START Records
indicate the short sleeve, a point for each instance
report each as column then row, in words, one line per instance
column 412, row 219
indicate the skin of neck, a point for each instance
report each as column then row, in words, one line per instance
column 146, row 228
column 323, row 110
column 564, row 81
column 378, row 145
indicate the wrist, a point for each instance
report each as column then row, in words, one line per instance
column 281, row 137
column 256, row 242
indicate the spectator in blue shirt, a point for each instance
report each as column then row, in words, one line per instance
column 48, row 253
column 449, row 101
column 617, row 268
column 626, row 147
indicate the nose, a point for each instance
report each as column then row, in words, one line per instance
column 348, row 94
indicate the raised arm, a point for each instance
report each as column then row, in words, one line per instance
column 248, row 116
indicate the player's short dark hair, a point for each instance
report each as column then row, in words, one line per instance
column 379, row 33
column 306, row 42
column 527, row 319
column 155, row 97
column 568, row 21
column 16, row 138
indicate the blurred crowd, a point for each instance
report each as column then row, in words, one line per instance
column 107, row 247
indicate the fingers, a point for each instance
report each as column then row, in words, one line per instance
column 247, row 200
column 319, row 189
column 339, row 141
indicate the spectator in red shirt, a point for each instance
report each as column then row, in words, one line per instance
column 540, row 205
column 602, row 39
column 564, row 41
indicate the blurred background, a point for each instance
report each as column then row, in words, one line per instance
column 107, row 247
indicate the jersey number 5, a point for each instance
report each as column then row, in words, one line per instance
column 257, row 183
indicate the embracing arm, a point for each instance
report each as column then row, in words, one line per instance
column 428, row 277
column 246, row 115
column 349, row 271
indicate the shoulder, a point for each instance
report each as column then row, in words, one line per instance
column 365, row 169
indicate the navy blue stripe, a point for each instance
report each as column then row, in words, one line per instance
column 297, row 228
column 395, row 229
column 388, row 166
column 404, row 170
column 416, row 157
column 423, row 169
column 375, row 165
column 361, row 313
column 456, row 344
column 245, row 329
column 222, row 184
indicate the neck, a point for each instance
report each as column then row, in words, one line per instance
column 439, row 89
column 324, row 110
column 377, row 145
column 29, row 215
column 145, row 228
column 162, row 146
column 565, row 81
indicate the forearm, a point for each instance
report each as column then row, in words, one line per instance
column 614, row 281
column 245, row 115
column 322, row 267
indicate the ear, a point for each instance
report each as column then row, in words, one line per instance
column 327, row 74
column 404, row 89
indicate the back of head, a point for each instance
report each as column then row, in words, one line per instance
END Records
Exercise goal »
Replace every "indicate" in the entries above with "mark". Give all the entries again with nothing else changed.

Task response »
mark the short sleeve, a point for each instance
report each as column then row, in words, one line per instance
column 412, row 219
mark the skin of neck, a point for each instance
report each as column then row, in words, one line per instance
column 146, row 228
column 323, row 110
column 564, row 81
column 378, row 145
mark the wrist, a point for each instance
report each as column then row, in words, one line per instance
column 281, row 137
column 256, row 242
mark the spectator in blue shirt, a point for each instance
report each as column then row, in words, one line per instance
column 48, row 253
column 449, row 101
column 617, row 268
column 626, row 147
mark the nose, a point for each instance
report each as column then row, in words, one line per instance
column 348, row 94
mark the raised arm, a point for each instance
report each as column then row, in words, one line per instance
column 248, row 116
mark the player's short dark hair, a point for each instance
report each as column then row, in words, one line per instance
column 379, row 33
column 306, row 42
column 527, row 319
column 155, row 97
column 568, row 21
column 16, row 138
mark the blurred crowd, a point for each instance
report each as column then row, in words, one line per instance
column 107, row 247
mark the fingers, a point for each instance
report each as column then row, in words, one line per instance
column 247, row 200
column 319, row 189
column 339, row 141
mark the spectator in red shirt, a point for each instance
report each as column then row, in words, one line per instance
column 540, row 205
column 602, row 39
column 564, row 41
mark the blurred background, a point for each instance
report each as column then row, in words, one line per instance
column 107, row 247
mark the jersey number 5, a point for each instance
report each as column then row, in words, one line per instance
column 257, row 183
mark the embracing arm, a point for each instance
report each as column then row, in words, one line per instance
column 428, row 277
column 246, row 115
column 349, row 271
mark the shoulder, a point for each instance
report each as column then row, in words, one line per instance
column 365, row 169
mark the navy blue stripe, a point for each instance
report each as column then row, in words, one line per instance
column 297, row 228
column 395, row 229
column 388, row 166
column 404, row 170
column 416, row 157
column 423, row 169
column 375, row 165
column 361, row 313
column 456, row 344
column 245, row 329
column 222, row 184
mark the neck, a point for each instance
report each as column then row, in words, one line per instance
column 439, row 89
column 324, row 110
column 377, row 145
column 29, row 215
column 145, row 228
column 162, row 146
column 565, row 81
mark the forearm, a point for each instance
report each as column then row, in words, one line per instance
column 614, row 281
column 245, row 115
column 322, row 267
mark the ear, a point for each instance
report each as column then row, in words, one line per instance
column 327, row 74
column 404, row 89
mark the back of head, a point for each instance
report each as column then row, in words, one line per instance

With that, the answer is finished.